WHAT THE EXERCISE ASKS:
Answer these questions using the essay about the email on women's bodies below.
1. How many women in total appeared in the linked photos?
2. What word did the author realize "buff" was a euphemism for?
3. For how long had the author been prioritizing fitness?

TEXT FOR ANALYSIS:
—————

1. “…a girl that becomes too buff risks losing suitors, and if I had to guess, appears to trigger a certain evolutionary mechanism that puts her out of bounds of desirability.”

If you choose to stop reading here I completely understand.

Still with me? I’ll give you a moment to compose yourself.

Wait, actually, don’t bother; it gets worse.

2. “Where is that line? Hard to define precisely. But I (shamelessly) went on line and found these photos, to make my point more tangible, in hopes of making it more helpful.”

Immediately following this were several links to Google images providing three examples of women he considered “lean,” and three women he considered “buff.” It took me a moment to work out that “buff” was a euphemism for “bulky”—in other words, the “wrong side” of the line.

I clicked on the links. All six women had visible abs and well-defined shoulder, back and arm muscles. They were photographed in flattering poses or mid-movement displays of strength, and they appeared natural, healthy, and confident.

I squinted. Hard. Were those subtle shoulder striations the difference between “lean” and “bulky”? Was it that extra inch or two in the bicep? Those veins in the forearm? Reflexively I looked down at my own body. Did I look more like specimen A, or specimen D?

I closed the links, feeling sick.

The email continued with some practical advice:

3. “Fortunately, I think there is a middle ground, and giving up Crossfit altogether might not be necessary. … From my experience … lowering the intensity or regularity of exercise or both has a significant impact on body mass.”

Not much to say about that; it’s technically the truth, after all.

As you might imagine, the whole incident evoked a rather hellish cocktail of emotions: shock, rage, hurt, and yes—even if short-lived and unfounded—self-doubt. But mostly I felt a deep sadness. Sadness upon realizing that countless other women must have similar stories of being told that they are “too” something: too fat, too skinny, too muscular, too scrawny, too curvy, too bulky. Sadness that society had not presented this man with more images of strong, athletic women over the course of his life, such that he might have grown up to find them beautiful and inspiring rather than manly and undesirable. Sadness that our culture has such a narrow band of female body types that are considered attractive that, after a year and a half of prioritizing fitness (and, incidentally, losing, not gaining, weight), I had somehow managed to knock myself out of that band, at least in the eyes of one man, who felt entitled to tell me so.

Don’t get me wrong: we all have our aesthetic preferences, both for ourselves and for our partners. That’s okay. What is NOT okay is to assume a one-size-fits-all model of attractiveness, and to communicate that to anyone who does not fit it.  What is NOT okay is to forget that while physiques can change with exercise and nutrition, ultimately, underlying genetics set a certain range for our body size and composition, and suggesting that someone chase measurements outside that range in hopes of appealing to a wider segment of the population is no less absurd than suggesting they change their eye color or their height. What is NOT okay is to make anyone—but especially a woman—who has chosen to pursue health and fitness second-guess those choices, even for an instant, by telling her that the result of her hard work has somehow made her less appealing to a potential partner.

—————

Dataset entries
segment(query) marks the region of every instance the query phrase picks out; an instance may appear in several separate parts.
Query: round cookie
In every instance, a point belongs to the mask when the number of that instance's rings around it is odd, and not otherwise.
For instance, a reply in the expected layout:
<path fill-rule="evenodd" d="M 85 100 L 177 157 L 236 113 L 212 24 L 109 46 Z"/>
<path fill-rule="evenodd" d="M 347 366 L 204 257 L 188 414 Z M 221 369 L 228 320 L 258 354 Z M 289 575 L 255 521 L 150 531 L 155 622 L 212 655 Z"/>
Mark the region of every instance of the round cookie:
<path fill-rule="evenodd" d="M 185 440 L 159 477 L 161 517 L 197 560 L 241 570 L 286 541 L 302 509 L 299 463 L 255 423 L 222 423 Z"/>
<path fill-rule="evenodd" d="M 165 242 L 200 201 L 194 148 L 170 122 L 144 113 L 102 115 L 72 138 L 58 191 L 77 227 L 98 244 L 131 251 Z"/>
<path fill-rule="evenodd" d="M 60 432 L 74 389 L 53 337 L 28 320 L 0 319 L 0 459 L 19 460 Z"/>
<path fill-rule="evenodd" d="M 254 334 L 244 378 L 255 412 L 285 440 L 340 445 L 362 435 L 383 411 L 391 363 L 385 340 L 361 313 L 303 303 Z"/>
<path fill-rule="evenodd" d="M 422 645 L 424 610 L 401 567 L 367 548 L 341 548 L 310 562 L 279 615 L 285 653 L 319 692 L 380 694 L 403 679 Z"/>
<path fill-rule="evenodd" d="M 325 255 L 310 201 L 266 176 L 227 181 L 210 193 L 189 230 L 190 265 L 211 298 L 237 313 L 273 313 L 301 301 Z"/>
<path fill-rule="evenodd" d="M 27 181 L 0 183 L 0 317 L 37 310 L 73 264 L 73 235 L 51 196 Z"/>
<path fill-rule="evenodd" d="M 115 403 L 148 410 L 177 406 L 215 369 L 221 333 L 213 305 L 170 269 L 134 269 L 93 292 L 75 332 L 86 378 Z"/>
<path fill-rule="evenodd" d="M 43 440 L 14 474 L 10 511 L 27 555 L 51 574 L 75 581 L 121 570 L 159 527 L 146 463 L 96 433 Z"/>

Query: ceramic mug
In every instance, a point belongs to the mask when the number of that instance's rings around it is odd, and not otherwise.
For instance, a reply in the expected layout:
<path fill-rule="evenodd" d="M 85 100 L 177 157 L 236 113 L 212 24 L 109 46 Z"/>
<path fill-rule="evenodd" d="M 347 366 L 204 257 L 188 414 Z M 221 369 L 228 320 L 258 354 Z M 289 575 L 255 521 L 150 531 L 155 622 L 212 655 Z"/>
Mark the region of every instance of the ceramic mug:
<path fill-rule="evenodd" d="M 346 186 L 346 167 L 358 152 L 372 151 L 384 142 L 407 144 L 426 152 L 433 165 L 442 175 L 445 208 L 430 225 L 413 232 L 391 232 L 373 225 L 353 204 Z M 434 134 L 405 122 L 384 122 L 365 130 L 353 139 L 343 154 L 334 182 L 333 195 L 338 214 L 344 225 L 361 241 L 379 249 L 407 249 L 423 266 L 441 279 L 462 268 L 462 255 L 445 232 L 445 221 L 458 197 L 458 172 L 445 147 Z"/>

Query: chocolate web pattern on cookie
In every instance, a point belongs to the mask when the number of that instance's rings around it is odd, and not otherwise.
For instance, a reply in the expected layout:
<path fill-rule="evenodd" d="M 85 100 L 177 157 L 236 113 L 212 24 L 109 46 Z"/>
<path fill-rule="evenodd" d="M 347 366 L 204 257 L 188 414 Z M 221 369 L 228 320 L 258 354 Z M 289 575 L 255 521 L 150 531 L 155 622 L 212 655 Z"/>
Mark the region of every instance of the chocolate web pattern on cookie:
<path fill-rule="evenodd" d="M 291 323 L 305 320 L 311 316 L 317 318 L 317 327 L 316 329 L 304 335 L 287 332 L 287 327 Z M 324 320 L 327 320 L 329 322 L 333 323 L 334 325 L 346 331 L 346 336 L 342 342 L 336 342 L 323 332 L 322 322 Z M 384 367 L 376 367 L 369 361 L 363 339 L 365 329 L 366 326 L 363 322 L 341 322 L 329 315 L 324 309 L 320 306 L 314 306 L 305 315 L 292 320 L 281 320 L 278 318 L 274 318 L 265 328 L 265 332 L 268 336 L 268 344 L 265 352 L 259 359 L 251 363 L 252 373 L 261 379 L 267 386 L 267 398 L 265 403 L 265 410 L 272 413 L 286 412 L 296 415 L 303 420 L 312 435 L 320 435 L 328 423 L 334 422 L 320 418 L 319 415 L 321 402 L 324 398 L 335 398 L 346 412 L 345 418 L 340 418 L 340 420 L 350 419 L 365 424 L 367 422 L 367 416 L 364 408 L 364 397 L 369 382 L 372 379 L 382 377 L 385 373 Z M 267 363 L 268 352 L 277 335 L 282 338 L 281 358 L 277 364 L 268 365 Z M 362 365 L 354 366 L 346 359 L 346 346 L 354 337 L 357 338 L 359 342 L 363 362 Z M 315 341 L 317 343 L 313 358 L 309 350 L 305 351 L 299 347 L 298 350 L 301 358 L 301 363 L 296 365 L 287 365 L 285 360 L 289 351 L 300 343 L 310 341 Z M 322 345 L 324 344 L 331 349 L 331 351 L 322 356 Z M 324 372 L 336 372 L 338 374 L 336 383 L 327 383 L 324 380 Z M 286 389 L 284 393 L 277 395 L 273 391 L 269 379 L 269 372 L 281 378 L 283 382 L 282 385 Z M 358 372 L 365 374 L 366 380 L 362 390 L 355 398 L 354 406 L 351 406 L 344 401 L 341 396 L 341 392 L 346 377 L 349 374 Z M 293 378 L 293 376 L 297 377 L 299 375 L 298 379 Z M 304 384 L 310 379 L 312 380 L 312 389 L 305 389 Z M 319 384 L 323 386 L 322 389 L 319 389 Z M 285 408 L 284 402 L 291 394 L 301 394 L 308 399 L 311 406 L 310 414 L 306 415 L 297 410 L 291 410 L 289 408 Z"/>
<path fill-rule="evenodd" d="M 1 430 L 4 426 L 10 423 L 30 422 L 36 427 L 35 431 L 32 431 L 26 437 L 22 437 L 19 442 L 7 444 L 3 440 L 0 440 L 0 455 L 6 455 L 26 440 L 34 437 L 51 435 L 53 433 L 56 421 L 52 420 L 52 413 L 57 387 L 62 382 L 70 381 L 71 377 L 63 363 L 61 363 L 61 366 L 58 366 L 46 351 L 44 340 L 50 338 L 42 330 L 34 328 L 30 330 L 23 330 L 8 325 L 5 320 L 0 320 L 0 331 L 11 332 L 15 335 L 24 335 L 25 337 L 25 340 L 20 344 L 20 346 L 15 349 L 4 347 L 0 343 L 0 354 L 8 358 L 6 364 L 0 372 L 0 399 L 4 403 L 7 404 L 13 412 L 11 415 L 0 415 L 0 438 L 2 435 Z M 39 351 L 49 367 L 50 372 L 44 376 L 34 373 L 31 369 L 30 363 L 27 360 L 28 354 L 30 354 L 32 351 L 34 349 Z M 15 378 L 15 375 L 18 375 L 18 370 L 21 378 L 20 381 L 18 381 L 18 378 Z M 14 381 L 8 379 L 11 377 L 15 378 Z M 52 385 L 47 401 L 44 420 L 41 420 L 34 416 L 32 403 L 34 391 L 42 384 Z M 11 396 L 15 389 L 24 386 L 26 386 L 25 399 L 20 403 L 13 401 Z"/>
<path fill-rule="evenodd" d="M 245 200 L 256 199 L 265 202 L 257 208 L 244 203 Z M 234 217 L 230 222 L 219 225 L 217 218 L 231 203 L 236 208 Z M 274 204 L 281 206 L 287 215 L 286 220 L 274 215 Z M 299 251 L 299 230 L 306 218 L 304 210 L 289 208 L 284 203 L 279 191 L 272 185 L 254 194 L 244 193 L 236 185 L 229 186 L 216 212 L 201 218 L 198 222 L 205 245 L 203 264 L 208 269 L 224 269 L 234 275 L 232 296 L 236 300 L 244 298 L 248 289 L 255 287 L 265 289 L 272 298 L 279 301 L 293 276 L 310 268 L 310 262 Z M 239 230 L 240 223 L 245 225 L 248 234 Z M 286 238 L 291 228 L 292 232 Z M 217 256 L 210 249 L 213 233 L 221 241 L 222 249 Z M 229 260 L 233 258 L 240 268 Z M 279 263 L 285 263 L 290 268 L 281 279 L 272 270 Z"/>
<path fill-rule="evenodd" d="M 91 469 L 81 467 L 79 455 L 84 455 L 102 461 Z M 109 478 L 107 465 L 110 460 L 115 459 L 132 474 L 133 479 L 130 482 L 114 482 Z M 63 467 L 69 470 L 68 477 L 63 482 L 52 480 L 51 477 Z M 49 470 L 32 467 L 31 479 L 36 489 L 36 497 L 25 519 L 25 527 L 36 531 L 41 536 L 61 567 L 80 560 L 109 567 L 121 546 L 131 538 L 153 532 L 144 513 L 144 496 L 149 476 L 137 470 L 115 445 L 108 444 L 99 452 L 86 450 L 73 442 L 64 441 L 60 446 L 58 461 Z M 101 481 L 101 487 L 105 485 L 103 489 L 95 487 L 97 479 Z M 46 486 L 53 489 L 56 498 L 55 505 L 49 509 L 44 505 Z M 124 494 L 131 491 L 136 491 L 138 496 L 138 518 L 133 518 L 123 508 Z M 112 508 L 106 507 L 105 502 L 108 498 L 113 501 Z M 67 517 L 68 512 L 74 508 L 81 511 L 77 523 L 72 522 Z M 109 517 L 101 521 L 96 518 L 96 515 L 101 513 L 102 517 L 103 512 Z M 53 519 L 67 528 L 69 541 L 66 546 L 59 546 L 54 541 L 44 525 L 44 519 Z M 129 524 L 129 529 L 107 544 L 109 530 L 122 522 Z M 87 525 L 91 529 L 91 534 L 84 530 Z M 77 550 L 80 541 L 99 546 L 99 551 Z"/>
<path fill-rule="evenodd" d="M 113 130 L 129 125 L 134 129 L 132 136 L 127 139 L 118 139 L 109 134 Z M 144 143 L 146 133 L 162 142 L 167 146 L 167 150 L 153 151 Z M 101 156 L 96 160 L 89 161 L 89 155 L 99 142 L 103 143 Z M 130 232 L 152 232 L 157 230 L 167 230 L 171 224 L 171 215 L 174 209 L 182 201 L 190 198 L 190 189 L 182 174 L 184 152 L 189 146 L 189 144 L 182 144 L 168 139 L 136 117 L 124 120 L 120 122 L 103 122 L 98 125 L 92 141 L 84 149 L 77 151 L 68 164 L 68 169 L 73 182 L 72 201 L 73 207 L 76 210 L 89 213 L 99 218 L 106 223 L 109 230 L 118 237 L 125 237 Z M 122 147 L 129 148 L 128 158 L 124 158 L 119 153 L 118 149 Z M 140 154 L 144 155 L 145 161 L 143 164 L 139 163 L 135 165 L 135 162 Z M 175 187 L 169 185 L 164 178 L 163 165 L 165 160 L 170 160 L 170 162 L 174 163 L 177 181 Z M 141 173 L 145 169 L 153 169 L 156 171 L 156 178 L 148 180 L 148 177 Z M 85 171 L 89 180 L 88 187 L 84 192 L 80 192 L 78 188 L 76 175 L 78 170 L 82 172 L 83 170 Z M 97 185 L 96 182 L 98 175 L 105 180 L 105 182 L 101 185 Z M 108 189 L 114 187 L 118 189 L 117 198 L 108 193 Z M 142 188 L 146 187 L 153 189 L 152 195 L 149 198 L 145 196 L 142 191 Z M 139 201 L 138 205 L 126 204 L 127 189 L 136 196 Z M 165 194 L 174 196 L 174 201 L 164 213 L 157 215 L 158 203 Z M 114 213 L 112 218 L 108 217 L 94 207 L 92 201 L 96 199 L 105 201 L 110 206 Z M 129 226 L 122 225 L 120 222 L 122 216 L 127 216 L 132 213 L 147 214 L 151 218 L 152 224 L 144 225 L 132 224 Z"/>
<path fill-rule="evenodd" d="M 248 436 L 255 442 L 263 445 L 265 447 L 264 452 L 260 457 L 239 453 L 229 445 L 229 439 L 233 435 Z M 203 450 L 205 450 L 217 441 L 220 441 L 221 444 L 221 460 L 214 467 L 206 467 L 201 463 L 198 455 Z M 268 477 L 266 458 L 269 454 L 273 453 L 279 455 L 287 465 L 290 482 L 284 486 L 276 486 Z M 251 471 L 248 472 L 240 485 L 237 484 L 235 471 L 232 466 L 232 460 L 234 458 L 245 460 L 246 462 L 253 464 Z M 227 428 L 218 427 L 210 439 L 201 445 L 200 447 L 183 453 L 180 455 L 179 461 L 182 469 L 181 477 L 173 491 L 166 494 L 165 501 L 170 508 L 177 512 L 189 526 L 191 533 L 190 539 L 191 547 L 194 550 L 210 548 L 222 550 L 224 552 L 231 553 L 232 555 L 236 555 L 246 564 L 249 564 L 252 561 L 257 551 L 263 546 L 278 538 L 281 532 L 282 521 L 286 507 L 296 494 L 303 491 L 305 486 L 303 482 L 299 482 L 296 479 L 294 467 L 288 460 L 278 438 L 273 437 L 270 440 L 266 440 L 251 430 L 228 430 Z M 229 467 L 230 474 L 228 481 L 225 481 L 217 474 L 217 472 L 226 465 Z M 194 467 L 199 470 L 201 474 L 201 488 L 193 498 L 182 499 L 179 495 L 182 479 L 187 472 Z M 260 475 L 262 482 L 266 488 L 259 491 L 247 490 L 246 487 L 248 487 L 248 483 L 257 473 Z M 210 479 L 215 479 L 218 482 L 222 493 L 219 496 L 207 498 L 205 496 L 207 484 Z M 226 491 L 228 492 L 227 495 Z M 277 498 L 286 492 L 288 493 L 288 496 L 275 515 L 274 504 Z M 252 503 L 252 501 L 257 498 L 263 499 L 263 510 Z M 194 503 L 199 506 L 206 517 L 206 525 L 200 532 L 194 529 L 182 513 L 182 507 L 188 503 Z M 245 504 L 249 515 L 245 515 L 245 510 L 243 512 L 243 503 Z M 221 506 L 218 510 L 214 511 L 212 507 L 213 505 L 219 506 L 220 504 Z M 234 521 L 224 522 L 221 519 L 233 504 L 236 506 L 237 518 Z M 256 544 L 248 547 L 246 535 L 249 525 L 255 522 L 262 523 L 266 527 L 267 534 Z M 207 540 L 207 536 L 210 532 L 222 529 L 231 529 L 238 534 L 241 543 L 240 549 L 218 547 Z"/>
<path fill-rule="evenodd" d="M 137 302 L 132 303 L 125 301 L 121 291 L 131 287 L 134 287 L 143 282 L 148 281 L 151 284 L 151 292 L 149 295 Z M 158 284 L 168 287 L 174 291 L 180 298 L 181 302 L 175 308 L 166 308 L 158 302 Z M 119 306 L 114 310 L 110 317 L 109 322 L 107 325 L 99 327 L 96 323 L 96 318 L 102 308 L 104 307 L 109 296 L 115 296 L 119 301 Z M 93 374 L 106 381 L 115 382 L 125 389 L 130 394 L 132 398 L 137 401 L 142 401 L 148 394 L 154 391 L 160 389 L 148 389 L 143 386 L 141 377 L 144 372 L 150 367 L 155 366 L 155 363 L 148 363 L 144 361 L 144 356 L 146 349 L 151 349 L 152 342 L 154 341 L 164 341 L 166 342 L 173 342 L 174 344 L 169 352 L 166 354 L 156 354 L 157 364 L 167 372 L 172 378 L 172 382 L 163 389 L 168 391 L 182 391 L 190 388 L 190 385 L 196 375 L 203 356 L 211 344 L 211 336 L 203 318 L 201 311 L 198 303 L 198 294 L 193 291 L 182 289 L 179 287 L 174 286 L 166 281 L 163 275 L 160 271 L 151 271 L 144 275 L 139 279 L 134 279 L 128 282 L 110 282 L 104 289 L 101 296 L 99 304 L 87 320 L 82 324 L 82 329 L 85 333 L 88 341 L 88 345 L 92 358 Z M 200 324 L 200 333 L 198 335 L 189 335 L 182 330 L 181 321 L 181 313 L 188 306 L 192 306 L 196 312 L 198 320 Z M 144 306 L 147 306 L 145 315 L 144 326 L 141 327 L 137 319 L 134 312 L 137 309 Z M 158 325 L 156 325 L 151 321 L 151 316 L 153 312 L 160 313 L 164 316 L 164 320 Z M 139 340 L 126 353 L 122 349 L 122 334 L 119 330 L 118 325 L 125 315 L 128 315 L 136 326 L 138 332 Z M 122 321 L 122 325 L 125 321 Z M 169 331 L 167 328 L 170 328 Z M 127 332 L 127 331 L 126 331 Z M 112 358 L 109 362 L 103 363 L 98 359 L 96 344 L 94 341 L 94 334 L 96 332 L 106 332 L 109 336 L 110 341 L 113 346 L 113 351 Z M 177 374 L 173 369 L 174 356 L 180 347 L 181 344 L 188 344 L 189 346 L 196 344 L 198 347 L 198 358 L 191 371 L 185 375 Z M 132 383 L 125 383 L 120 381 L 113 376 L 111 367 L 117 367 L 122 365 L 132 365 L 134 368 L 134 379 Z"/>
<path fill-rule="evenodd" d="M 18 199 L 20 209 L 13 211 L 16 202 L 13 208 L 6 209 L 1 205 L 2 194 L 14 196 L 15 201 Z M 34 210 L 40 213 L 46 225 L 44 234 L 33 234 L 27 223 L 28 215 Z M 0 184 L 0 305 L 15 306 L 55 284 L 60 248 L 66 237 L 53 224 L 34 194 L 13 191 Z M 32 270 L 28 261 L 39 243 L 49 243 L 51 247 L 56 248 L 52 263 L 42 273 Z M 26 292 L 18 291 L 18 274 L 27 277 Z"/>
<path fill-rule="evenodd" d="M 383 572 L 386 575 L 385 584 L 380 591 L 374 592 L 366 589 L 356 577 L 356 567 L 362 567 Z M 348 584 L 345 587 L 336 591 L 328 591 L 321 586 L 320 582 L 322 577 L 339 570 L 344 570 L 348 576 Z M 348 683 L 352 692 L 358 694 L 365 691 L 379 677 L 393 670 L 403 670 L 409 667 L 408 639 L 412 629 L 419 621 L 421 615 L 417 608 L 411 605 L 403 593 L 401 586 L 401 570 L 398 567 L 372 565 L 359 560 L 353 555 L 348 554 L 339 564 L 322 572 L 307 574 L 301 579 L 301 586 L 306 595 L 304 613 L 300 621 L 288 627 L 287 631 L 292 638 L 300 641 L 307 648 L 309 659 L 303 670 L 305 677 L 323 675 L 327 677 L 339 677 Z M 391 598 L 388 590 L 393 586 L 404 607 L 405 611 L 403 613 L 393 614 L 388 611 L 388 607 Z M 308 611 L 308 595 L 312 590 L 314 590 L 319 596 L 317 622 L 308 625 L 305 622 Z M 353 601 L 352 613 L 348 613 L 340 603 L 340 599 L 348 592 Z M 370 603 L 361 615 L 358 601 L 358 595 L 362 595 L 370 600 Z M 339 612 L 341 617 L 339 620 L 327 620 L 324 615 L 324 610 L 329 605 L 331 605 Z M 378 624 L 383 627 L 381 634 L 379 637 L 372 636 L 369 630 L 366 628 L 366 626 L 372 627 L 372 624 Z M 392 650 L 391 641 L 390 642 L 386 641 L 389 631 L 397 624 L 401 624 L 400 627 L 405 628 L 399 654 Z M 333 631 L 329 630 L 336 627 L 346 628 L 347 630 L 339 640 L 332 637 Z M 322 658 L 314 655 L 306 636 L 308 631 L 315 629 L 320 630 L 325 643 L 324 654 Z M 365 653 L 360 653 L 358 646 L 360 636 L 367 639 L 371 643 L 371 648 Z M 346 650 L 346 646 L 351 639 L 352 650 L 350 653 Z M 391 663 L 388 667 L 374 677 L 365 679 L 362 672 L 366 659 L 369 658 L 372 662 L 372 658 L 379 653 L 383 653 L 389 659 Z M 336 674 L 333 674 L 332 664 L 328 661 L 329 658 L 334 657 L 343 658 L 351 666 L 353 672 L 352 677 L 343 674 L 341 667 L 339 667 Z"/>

—————

FINISHED TASK:
1. Six.
2. "Bulky."
3. A year and a half.